Extracted entries:
————

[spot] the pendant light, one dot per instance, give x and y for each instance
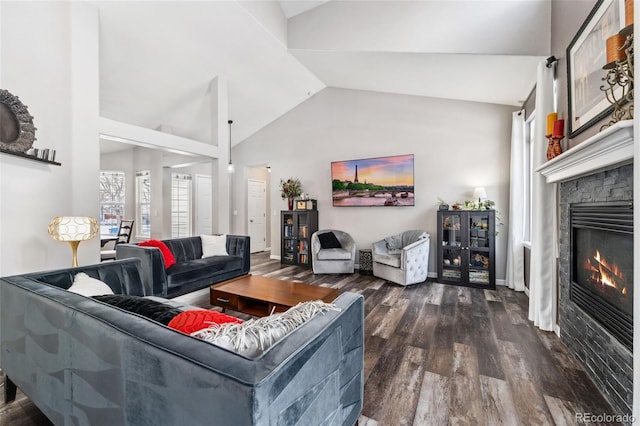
(231, 168)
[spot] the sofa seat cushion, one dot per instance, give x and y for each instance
(143, 306)
(334, 254)
(198, 270)
(387, 259)
(328, 240)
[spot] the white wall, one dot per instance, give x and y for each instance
(37, 57)
(457, 146)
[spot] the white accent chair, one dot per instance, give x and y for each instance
(333, 260)
(402, 258)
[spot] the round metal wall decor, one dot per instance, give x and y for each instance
(17, 131)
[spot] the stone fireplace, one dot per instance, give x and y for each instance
(601, 260)
(595, 266)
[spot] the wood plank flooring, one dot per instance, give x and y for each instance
(439, 355)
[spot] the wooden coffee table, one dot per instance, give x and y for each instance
(261, 296)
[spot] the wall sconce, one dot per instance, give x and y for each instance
(73, 229)
(230, 168)
(479, 193)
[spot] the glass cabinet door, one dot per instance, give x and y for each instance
(452, 259)
(303, 235)
(479, 244)
(288, 238)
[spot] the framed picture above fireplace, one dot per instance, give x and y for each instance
(370, 182)
(586, 55)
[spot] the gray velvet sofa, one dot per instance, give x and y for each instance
(190, 272)
(83, 362)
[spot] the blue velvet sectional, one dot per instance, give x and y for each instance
(85, 362)
(191, 272)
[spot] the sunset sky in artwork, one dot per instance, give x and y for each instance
(385, 171)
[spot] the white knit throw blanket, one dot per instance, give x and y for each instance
(256, 335)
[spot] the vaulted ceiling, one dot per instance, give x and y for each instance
(157, 59)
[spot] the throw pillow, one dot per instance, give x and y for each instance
(191, 321)
(151, 309)
(167, 255)
(329, 240)
(214, 245)
(255, 336)
(88, 286)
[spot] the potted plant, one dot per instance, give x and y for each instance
(290, 189)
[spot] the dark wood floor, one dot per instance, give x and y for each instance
(437, 354)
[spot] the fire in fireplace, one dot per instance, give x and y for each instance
(602, 265)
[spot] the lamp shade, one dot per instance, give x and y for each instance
(73, 228)
(479, 193)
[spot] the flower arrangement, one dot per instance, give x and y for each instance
(290, 188)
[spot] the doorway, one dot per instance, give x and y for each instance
(204, 205)
(257, 214)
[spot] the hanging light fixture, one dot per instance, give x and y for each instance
(231, 168)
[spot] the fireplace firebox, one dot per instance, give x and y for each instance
(602, 265)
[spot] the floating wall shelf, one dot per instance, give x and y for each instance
(29, 157)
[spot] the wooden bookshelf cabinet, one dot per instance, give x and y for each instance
(297, 226)
(466, 248)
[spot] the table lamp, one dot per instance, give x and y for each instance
(73, 229)
(479, 193)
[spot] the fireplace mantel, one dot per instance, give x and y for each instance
(611, 147)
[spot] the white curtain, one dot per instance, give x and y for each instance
(515, 248)
(542, 285)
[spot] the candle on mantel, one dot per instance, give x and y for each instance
(558, 129)
(614, 43)
(551, 118)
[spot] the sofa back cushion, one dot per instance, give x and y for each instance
(123, 276)
(185, 249)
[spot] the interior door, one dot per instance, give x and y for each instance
(204, 205)
(257, 214)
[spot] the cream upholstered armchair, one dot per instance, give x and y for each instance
(402, 258)
(333, 252)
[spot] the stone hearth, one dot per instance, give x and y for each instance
(598, 172)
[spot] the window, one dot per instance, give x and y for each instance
(111, 201)
(143, 204)
(529, 135)
(180, 205)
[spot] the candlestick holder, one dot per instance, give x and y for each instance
(555, 148)
(618, 87)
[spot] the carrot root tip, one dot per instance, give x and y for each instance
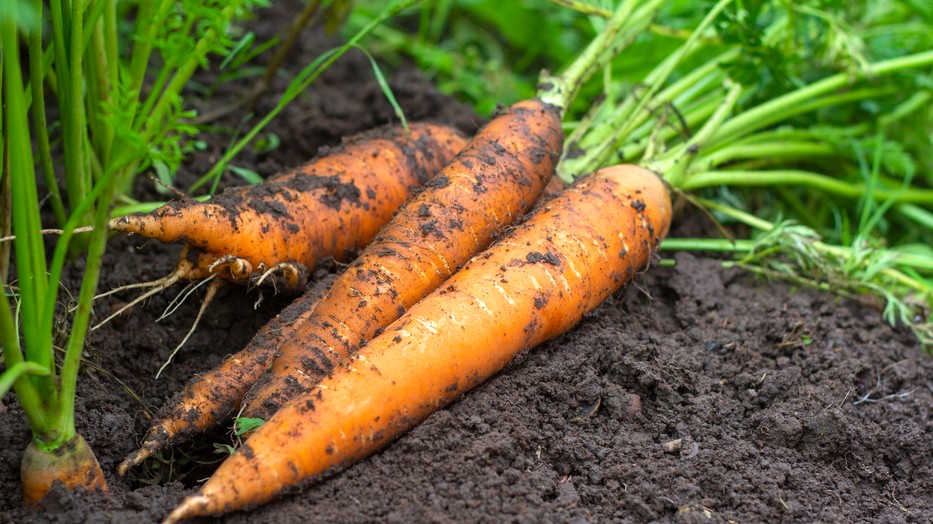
(192, 506)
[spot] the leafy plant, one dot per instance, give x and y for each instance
(92, 70)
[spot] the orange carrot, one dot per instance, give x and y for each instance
(212, 398)
(330, 207)
(534, 284)
(72, 464)
(489, 184)
(500, 176)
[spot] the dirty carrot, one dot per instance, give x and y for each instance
(337, 202)
(215, 396)
(489, 184)
(534, 284)
(73, 464)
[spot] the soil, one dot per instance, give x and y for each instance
(697, 394)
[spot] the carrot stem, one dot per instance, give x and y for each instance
(806, 178)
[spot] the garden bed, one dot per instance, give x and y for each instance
(697, 394)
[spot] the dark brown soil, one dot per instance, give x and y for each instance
(696, 395)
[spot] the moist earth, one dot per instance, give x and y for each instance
(697, 394)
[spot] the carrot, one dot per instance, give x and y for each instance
(489, 184)
(501, 172)
(213, 397)
(534, 284)
(330, 207)
(72, 464)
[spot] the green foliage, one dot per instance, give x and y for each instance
(90, 66)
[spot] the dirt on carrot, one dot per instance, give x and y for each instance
(535, 283)
(212, 398)
(331, 206)
(476, 197)
(770, 427)
(73, 466)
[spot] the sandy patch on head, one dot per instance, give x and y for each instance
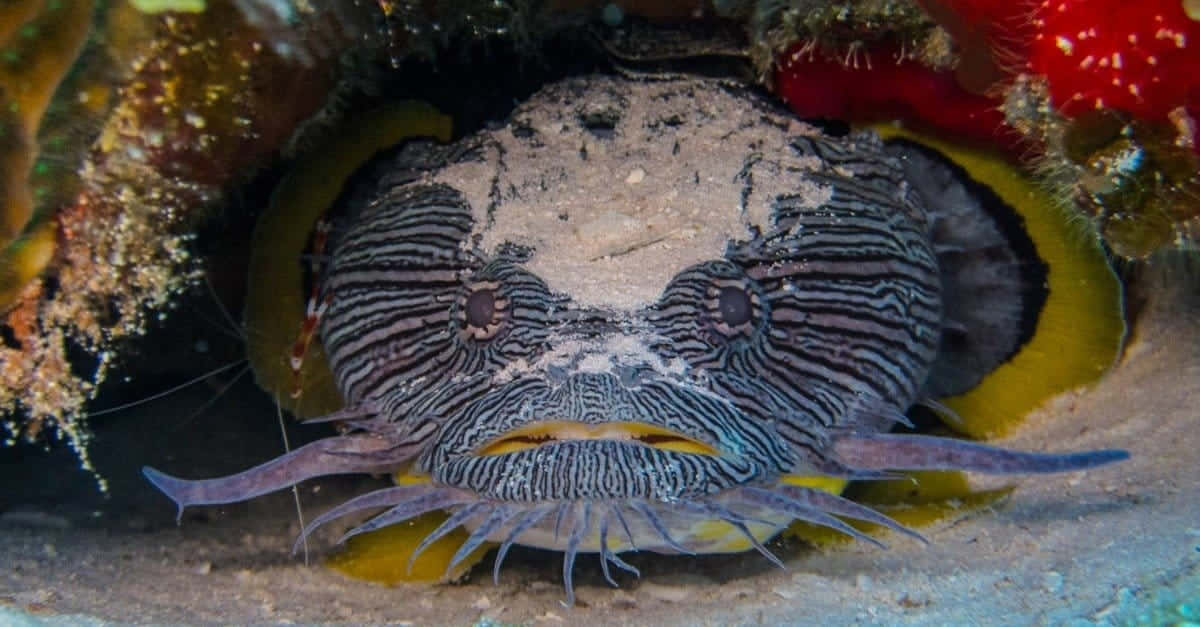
(619, 186)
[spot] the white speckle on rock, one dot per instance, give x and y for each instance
(665, 592)
(718, 162)
(1051, 581)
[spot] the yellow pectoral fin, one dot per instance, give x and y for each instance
(1081, 327)
(918, 500)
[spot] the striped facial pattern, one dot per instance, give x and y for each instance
(621, 320)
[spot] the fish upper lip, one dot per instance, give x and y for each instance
(540, 433)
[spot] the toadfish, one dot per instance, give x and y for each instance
(625, 317)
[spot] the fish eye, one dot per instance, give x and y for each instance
(735, 306)
(731, 308)
(481, 308)
(484, 311)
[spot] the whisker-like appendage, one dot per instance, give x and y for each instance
(573, 548)
(797, 509)
(529, 519)
(493, 521)
(607, 555)
(449, 525)
(624, 524)
(331, 455)
(845, 507)
(657, 523)
(558, 519)
(407, 501)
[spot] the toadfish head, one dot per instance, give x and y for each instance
(619, 321)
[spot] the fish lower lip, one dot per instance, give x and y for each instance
(550, 431)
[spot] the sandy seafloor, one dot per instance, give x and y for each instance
(1114, 545)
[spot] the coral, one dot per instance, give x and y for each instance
(1037, 79)
(275, 299)
(39, 43)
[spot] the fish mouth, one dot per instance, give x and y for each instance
(546, 433)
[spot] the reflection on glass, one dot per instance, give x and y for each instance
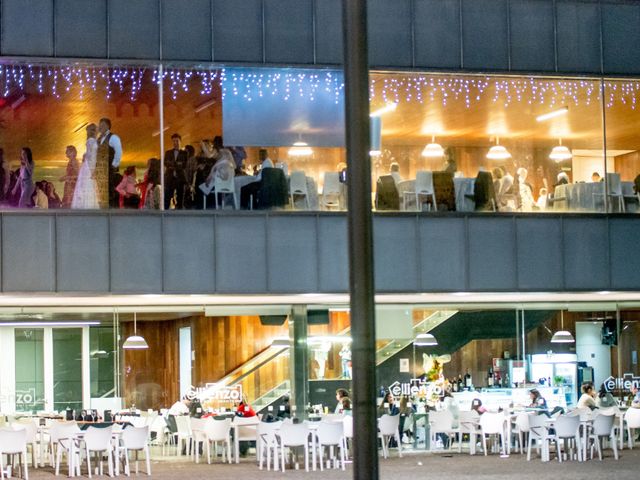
(67, 368)
(29, 394)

————

What this task involves: Copy the data word for word, no pictures.

Output for this exercise:
[spot] the pendant light, one dot per instance, give x and y for each instance
(231, 168)
[spot] the sofa seat cushion, one dot per instance, give x and y for each instance
(143, 306)
(334, 254)
(198, 270)
(387, 259)
(328, 240)
[spot] the white wall, one dot per instance, give x and y for each instance
(37, 57)
(457, 146)
[spot] the white accent chair, one dot per instance, give x and y for each instance
(333, 260)
(402, 258)
[spot] the round metal wall decor, one dot per instance, give x and y for each instance
(17, 131)
[spot] the stone fireplace, one dot per instance, give x and y for each instance
(601, 260)
(595, 266)
[spot] the wood plank flooring, one dot per instance, give x and y for each instance
(439, 355)
[spot] the wooden coffee table, one dot per instance, give x and y for each instance
(261, 296)
[spot] the wall sconce, one dot per instance, give x and y for each instance
(73, 229)
(230, 168)
(479, 193)
[spot] the glass cabinet door, one dot per instance, give x and y for each instance
(452, 259)
(303, 235)
(479, 244)
(288, 238)
[spot] the framed picture above fireplace, one dot per instance, give x and y for each instance
(370, 182)
(586, 55)
[spot] the gray velvet sofa, one dot per instance, give x and y for each instance
(190, 272)
(83, 362)
[spot] the blue velvet sectional, one dot per instance, give x and y for each instance
(85, 362)
(191, 272)
[spot] the sunset sky in artwork, one dot per instance, give x and y for each instance
(385, 171)
[spot] the white knit throw blanket, one dot per instance, give x and y for each instance
(256, 335)
[spot] the vaulted ceiling, one dot per instance, give x and y for each instance
(157, 59)
[spot] the throw pillow, one dot per instance, give x and y for each instance
(191, 321)
(151, 309)
(167, 255)
(329, 240)
(214, 245)
(255, 336)
(88, 286)
[spot] the potted plant, one dot per instance, give x and y for each instance
(290, 189)
[spot] the dark wood floor, one dot per instance, give x and y for each instance
(437, 354)
[spot] the fire in fireplace, one dot per instance, give x and y for each instance
(602, 265)
[spot] the lamp shade, one dot per instance, give x and y for each instance
(73, 228)
(479, 193)
[spot] the flower arrangement, one dot per instance, give x and y for each instance
(290, 188)
[spot] the doorway, one dot per instance, give x and y for each instance
(204, 205)
(257, 214)
[spot] the hanging light fixture, one dot per instance, give x and y for each instance
(231, 168)
[spot] the fireplace firebox, one dot per instance, give x and y for each instance
(602, 265)
[spot] the floating wall shelf, one dot per instance, give x and y for each instance
(29, 157)
[spot] the wooden bookshelf cabinet, one dot per instance, give x and y for each instance
(297, 226)
(466, 248)
[spot] the table lamp, one dot per instance, give x and y for each instance
(73, 229)
(479, 193)
[spot] the fireplace mantel, one dot per instance, give x and y for each instance
(611, 147)
[spot] the white curtain, one dot per instance, give x and y for each instance
(515, 248)
(542, 285)
[spot] the candle on mantel, one dot per instance, give x and y for each instance
(558, 129)
(614, 43)
(551, 118)
[spot] the sofa back cushion, one dot per instance, give x and y for each instance
(123, 276)
(185, 249)
[spot] the interior door, one dot per instance, give x and y for each instance
(204, 205)
(257, 214)
[spot] the cream upholstered armchair, one dot per instance, give x and y for each instance
(402, 258)
(333, 252)
[spot] the stone hearth, one dot per instance, give x and y for each instance
(598, 172)
[spot] the window, one dot per instance, give x and y for each instance
(111, 201)
(143, 204)
(529, 135)
(180, 205)
[spot] the candlestick holder, one dot per instance, give x and y for each instance
(555, 148)
(618, 87)
[spot] the carrot root tip, one dot per instance, give x and y for each instance
(192, 506)
[spot] the leafy plant, one dot per instance, give x and y for each instance
(92, 70)
[spot] the orange carrot, one dot per instance, give x and y for each instance
(212, 398)
(330, 207)
(534, 284)
(72, 464)
(489, 184)
(500, 176)
[spot] the dirty carrot, one dot per instance, give x and y for each instance
(337, 202)
(215, 396)
(489, 184)
(534, 284)
(73, 464)
[spot] the soil, one dot per instance, give x and y for each instance
(697, 394)
[spot] the carrot stem, one dot per instance, give x and y for each instance
(806, 178)
[spot] the garden bed, one dot per instance, give x and y for each instance
(697, 394)
[spot] the dark brown soil, one dot per instance, give x and y for each instance
(696, 395)
[spot] the moist earth, one dot per instance, give x and y for each instance
(697, 394)
[spot] the carrot, one dot per instance, give x and y for each instance
(489, 184)
(501, 172)
(213, 397)
(534, 284)
(330, 207)
(72, 464)
[spot] the green foliage, one dot per instance, give x and y for each instance
(90, 66)
[spot] the dirt on carrot, one dot per instance, give x and y for each instance
(535, 283)
(212, 398)
(331, 206)
(476, 197)
(770, 427)
(73, 466)
[spot] the sandy patch on head, one dot per instance, give x and y for each instance
(619, 186)
[spot] the white speckle on rock, one dot per instance, give x and y for each instance
(665, 592)
(718, 162)
(1051, 581)
[spot] the yellow pectoral fin, one dot per instance, give x and y for each instance
(1081, 327)
(918, 500)
[spot] the striped facial pattern, one dot per instance, give x and y for each instance
(621, 320)
[spot] the fish upper lip, one dot per instance, give x and y for each instance
(540, 433)
[spot] the toadfish, one dot per instance, give x and y for each instance
(625, 317)
[spot] the fish eye, one dot per instance, give x and y for each instance
(735, 306)
(731, 308)
(481, 308)
(484, 311)
[spot] the whisker-like appendage, one dot per instance, give x and y for each instance
(573, 548)
(797, 509)
(529, 519)
(493, 521)
(607, 555)
(449, 525)
(624, 524)
(331, 455)
(845, 507)
(657, 523)
(558, 519)
(407, 501)
[spot] the toadfish head, one dot per instance, give x and y for each instance
(619, 321)
[spot] the fish lower lip, one dot per instance, give x and y for each instance
(550, 431)
[spot] the sandy seafloor, one dot per instance, give x and y for each instance
(1114, 545)
[spot] the coral, one dot per instance, give x and y for each instance
(1037, 79)
(275, 299)
(39, 43)
[spot] the fish mouth, one dot per instance, give x and y for each instance
(546, 433)
[spot] the reflection on glass, one dot per instance, give x and y for each instance
(67, 368)
(29, 394)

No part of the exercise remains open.